====== Extrait ======
Québec-Ottawa : les vases communicants linguistiques

2009/12/02 | Par Charles Castonguay

Son récent livre, Sorry, I don’t speak French, a valu à Graham Fraser le poste de Commissaire aux langues officielles du Canada. Il a beau avoir vécu longtemps au Québec, son livre m’a déçu. Fraser entend bien le français, mais il n’entend pas le Québec.

Fraser a écrit ce livre pour les Canadiens anglais, dans le but de raviver leur intérêt pour la politique linguistique canadienne et l’apprentissage du français. À ses yeux, ces éléments demeurent d’une importance cruciale pour l’unité canadienne. À mes yeux, ils répondent bien mal aux aspirations du Québec d’aujourd’hui, davantage préoccupé par les ratés du français à Montréal.

Fraser raconte d’ailleurs n’importe quoi au sujet de la situation québécoise. Par exemple, il laisse entendre que c’est la politique linguistique fédérale qui a entraîné la résorption des écarts de revenu entre travailleurs anglophones et francophones au Québec. Nenni. C’est avant tout la migration d’Anglo-Québécois à fort revenu vers l’Ontario et les autres provinces qui explique la disparition de ces écarts.
====== Données brutes ======
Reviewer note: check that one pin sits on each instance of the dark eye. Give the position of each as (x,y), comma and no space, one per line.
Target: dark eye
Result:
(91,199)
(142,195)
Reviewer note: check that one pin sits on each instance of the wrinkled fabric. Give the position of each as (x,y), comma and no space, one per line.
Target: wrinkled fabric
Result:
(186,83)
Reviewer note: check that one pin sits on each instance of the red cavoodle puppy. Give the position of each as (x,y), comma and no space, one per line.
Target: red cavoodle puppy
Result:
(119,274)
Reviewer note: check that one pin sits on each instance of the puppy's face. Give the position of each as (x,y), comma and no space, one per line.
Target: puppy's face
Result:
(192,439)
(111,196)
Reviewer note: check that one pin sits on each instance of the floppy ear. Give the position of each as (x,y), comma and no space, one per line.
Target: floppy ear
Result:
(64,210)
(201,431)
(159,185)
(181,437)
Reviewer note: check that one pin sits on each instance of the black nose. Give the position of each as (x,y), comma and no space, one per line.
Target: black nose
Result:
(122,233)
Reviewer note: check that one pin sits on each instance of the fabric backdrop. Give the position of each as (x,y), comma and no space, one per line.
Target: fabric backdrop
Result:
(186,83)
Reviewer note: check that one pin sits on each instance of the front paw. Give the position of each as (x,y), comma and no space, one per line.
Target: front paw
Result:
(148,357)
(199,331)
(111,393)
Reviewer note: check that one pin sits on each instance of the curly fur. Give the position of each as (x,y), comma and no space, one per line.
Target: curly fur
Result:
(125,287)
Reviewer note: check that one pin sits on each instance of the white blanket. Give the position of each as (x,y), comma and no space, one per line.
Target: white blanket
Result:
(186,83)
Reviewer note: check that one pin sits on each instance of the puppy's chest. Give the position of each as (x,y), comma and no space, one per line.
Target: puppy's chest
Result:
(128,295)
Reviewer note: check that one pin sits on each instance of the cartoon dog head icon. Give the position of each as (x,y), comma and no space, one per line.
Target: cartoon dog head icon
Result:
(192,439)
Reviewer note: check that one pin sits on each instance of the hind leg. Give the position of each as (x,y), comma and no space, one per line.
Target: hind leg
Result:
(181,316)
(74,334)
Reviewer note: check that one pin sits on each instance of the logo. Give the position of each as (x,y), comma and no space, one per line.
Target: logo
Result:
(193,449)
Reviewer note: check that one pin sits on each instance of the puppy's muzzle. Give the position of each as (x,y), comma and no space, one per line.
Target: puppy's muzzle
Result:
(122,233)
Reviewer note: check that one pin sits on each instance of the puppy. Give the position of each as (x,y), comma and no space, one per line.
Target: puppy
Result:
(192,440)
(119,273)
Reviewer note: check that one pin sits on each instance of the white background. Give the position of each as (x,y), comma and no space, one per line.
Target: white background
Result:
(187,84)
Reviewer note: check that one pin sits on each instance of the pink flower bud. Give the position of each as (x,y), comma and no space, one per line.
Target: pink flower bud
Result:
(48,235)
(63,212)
======
## Consigne
D'après l'extrait, quel poste le livre Sorry, I don’t speak French a-t-il valu à Graham Fraser ?

## Réponse attendue
Le poste de Commissaire aux langues officielles du Canada.